_Task instructions_
Would you write out the entries below, every one of them, exactly?

——

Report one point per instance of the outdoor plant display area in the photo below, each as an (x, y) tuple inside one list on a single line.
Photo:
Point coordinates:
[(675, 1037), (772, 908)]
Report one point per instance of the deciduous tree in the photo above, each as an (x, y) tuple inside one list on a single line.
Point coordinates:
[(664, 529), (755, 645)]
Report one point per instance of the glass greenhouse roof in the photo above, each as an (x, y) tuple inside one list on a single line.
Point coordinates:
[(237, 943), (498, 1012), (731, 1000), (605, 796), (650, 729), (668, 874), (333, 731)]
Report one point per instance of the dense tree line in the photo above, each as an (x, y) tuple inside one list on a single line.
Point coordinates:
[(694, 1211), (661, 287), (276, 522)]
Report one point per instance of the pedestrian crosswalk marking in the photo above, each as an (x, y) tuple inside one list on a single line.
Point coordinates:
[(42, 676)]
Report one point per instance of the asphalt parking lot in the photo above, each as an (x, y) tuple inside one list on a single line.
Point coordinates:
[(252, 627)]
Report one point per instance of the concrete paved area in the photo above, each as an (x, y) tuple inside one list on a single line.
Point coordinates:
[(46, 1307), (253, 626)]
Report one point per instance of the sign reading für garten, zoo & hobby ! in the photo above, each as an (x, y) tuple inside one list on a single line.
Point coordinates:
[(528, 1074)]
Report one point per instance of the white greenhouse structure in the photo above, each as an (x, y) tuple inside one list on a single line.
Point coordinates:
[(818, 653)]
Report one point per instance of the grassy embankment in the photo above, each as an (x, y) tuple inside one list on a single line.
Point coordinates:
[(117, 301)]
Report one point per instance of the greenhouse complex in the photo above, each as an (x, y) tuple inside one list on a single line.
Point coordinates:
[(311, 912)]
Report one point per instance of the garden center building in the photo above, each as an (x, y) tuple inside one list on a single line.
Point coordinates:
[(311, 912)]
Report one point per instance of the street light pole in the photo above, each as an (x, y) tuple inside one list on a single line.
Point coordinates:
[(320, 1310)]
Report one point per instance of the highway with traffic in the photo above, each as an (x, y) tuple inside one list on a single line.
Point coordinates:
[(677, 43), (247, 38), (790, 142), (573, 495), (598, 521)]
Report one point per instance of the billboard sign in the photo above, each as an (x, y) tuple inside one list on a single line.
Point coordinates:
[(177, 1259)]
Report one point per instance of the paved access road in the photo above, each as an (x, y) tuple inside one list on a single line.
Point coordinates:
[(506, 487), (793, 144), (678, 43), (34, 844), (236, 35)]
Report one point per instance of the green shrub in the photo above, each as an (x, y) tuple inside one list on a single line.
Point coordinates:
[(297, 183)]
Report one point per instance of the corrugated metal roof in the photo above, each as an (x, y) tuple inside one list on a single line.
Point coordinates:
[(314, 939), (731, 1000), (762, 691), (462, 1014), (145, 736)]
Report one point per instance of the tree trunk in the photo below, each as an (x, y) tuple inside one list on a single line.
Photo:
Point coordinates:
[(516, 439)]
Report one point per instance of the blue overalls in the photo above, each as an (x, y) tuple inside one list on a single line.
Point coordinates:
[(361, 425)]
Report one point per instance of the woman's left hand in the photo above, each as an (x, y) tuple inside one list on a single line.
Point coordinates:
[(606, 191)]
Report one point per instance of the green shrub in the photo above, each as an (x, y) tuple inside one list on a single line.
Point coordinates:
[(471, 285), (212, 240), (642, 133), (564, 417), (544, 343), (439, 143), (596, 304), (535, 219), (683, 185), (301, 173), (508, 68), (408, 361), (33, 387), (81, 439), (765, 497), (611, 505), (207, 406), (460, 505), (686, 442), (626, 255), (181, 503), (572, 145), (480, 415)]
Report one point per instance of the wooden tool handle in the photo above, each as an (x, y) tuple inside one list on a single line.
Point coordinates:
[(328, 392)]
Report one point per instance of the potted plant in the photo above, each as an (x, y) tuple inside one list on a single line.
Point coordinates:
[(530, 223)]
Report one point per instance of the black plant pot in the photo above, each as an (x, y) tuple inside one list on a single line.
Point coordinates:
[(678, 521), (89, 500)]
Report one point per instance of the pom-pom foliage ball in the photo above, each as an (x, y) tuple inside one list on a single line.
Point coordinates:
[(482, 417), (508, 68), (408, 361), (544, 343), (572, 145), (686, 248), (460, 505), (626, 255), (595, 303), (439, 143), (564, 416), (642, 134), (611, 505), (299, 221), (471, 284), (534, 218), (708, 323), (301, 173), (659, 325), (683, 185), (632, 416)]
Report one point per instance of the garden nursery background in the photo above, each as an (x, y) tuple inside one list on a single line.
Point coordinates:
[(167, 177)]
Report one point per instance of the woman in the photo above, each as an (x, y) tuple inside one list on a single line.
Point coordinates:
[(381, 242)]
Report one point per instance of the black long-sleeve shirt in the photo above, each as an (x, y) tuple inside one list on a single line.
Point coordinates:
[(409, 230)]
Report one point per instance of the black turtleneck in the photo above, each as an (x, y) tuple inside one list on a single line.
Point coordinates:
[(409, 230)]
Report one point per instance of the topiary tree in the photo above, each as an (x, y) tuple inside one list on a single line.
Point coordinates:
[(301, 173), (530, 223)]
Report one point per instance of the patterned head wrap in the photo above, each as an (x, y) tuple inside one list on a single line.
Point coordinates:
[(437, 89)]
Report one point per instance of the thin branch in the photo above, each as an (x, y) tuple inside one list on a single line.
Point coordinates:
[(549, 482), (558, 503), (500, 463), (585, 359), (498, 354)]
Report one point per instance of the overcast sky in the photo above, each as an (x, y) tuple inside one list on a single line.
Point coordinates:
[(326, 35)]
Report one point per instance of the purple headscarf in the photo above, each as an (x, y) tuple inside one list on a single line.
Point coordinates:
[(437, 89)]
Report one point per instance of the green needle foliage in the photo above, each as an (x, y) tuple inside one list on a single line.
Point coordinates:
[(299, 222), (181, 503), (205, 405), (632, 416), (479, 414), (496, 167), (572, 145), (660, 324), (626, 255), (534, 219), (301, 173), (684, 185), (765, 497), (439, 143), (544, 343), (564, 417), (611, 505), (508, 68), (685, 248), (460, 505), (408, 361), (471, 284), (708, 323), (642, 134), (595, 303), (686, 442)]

——

_Answer for this exercise_
Report one point per instance of the outdoor plant display area in the photo below, each as an (x, y) tuple inside one list on a single line.
Photo:
Point coordinates:
[(675, 1037), (772, 908)]
Report one point per instance of the deciduous tree in the photo above, each as an (x, y) tuple inside one list on a single line.
Point coordinates:
[(664, 529), (755, 645)]
Report one point per instance of the glass greenhouse roof in the photo above, each as an (x, y) tuple inside one list on a single line.
Point coordinates:
[(237, 943), (498, 1012), (731, 1000), (605, 796), (650, 729), (668, 874), (333, 731)]
Report one point per instance of the dense tree line in the photo above, each as an (x, y) tuple inside one list on a single line.
Point coordinates:
[(694, 1211), (661, 287), (276, 522)]
Report one point per instance of the pedestrian crosswalk marking in the photo above, each as an (x, y) tuple inside one list on a single line.
Point coordinates:
[(42, 676)]
Report one point per instance of the asphalt parking lot in the photo above, each as an (x, y) tuple inside one list on a single line.
Point coordinates:
[(252, 627)]
Report one point per instance of the concrete paved area in the photo above, each as an (x, y) tuple inside one list on a single line.
Point coordinates:
[(46, 1307), (253, 626)]
Report one point per instance of the sign reading für garten, zoo & hobby ! in the photo above, each as an (x, y) tuple inside one list on a single line.
Point coordinates:
[(528, 1074)]
Report one point per instance of the white greenhouse structure in the photo above, each as an (x, y) tuple inside one list on a single line.
Point coordinates:
[(818, 653)]
Report one point per instance of the grassy embankment in the photo above, each as an (x, y) tuple inside one list on a single line.
Point coordinates:
[(117, 301)]
Report one point per instance of the greenhouse complex in the photo above, each as an (x, y) tuple inside one list on a single line.
Point coordinates:
[(311, 912)]
Report one point per instance of the garden center building in the photo above, each as an (x, y) tuple inside one list on a single line.
Point coordinates:
[(311, 912)]
Report one point per instance of the street light pole in the photo above, each as an (x, y) tuple inside one list on a single line.
Point coordinates:
[(320, 1310)]
Report one point per instance of the highway with traffic in the photo above, each as an (x, y) tuple inside one list on a single line.
Point coordinates:
[(677, 43), (247, 38), (790, 142), (573, 495), (598, 521)]
Report one point per instance of the billboard sign in the photo above, each as an (x, y) tuple inside one list on a single line.
Point coordinates:
[(177, 1259)]
Report one point per instance of the paved access road in the photo above, each as an (x, y) tuple inside one list on a single line.
Point coordinates:
[(506, 487), (793, 144), (678, 43), (34, 844), (236, 35)]
Report one point per instance of the green shrub in the photo above, each as an (x, y) tuple inside one list on a single line.
Point coordinates:
[(297, 183)]
Report one point per instance of the corrugated metal roof in the photo above, each as an (x, y) tuple inside one list on a single line.
Point coordinates:
[(314, 939), (731, 1000), (762, 691), (462, 1014), (145, 736)]
Report one point per instance of the tree trunk in the photo below, each as an (x, y) tuple inside one list on a single line.
Photo:
Point coordinates:
[(516, 439)]
Report one point per instance of the blue overalls in the photo above, each as an (x, y) tuple inside one list on a single line.
Point coordinates:
[(361, 425)]
Report one point per instance of the woman's left hand in the photo above, each as an (x, y) tuple inside one list on a single line.
Point coordinates:
[(606, 191)]
Report one point per instance of the green shrub in the photo above, each as an (x, y) tuple inside one list on a single line.
Point coordinates:
[(471, 285), (212, 240), (642, 133), (564, 417), (544, 343), (439, 143), (596, 304), (535, 219), (683, 185), (301, 173), (508, 68), (408, 361), (33, 387), (81, 439), (765, 497), (611, 505), (207, 406), (460, 505), (686, 442), (626, 255), (181, 503), (572, 145), (480, 415)]
Report one point per instance of the wooden tool handle in the photo above, each as an (x, y) tuple inside one list on a single line.
Point coordinates:
[(328, 392)]
Report one point per instance of the potted plant in the photo above, each as an (x, y) tuple inside one list on a single line.
Point coordinates:
[(530, 223)]
Report one point per instance of the black plant pot in the photo above, each as an (x, y) tuple inside one list on a single line.
Point coordinates:
[(678, 521), (89, 500)]
Report one point per instance of the pom-pom foliage ball in the photo above, each as an (x, y) tuple inside one list on a single line.
Point coordinates:
[(482, 417), (508, 68), (408, 361), (544, 343), (572, 145), (686, 248), (460, 505), (626, 255), (595, 303), (439, 143), (564, 416), (642, 134), (611, 505), (299, 221), (471, 284), (534, 218), (708, 323), (301, 173), (659, 325), (683, 185), (632, 416)]
Report one point per instance of the garden nursery background in the photo above, each as an (x, y) tuple inside one list on a single line.
Point coordinates:
[(167, 177)]
Report one point per instance of the woman in the photo above, each as an (x, y) tuple inside one list on a single line.
Point coordinates:
[(381, 242)]
Report one point per instance of the black long-sleeve shirt in the photo above, each as an (x, y) tuple inside one list on a single line.
Point coordinates:
[(409, 230)]
Report one point per instance of the black turtleneck in the photo above, each as an (x, y) tuple inside one list on a single line.
Point coordinates:
[(409, 230)]
Report one point per instance of the topiary tree in the photo above, each as an (x, y) tuple inside one list on a single line.
Point coordinates:
[(301, 173), (530, 223)]
Report one point per instance of the patterned head wrap in the photo above, each as an (x, y) tuple inside one list on a single line.
Point coordinates:
[(437, 89)]
Report one point per instance of the thin branch in the photo above, each as an (x, y) tuple inside one list on a single line.
Point coordinates:
[(549, 482), (558, 503), (500, 463), (585, 359), (498, 354)]
Report one point per instance of the overcast sky in the photo above, each as an (x, y) tuple inside one list on a single line.
Point coordinates:
[(326, 35)]
Report one point per instance of the purple headscarf in the photo above, each as an (x, y) tuple inside one list on a single line.
Point coordinates:
[(437, 89)]
Report one point per instance of the green needle foliage in the photo above, each as an (x, y) tuple inside one list on a single line.
Point coordinates:
[(299, 222), (181, 503), (205, 405), (632, 416), (479, 414), (496, 167), (572, 145), (660, 324), (626, 255), (534, 219), (301, 173), (684, 185), (765, 497), (439, 143), (544, 343), (564, 417), (611, 505), (508, 68), (685, 248), (460, 505), (408, 361), (471, 284), (708, 323), (642, 134), (595, 303), (686, 442)]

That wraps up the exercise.